------ Données de l'exercice ------

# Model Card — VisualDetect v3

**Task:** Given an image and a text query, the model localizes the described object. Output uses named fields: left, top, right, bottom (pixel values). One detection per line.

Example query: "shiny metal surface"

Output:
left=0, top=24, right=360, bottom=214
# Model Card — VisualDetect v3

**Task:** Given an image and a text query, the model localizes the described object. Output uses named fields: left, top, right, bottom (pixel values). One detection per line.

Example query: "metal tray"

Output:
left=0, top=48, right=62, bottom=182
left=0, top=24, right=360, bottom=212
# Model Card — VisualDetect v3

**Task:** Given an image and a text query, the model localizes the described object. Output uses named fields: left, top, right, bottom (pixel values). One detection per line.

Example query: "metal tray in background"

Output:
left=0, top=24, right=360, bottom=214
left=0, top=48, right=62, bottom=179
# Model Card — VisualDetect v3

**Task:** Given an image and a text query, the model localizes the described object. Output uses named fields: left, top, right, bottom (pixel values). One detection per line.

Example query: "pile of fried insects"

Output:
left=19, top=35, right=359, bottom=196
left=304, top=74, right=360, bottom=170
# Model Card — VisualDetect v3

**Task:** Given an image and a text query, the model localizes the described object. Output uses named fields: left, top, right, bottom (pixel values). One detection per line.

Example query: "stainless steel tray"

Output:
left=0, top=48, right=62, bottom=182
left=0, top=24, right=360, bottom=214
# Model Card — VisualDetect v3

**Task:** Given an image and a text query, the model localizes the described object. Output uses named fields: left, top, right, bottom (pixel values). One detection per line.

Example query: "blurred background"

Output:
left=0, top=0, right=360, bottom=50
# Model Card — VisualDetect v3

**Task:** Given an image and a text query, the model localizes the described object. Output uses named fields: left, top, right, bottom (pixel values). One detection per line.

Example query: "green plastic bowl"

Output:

------

Extrayez des lignes ci-dessus chacune de celles qui contiennent la chaîne « Example ». La casse doit être respectée.

Réponse complète »
Example query: "shiny metal surface"
Example query: "metal tray"
Example query: "metal tray in background"
Example query: "pile of fried insects"
Example query: "stainless steel tray"
Example query: "blurred background"
Example query: "green plastic bowl"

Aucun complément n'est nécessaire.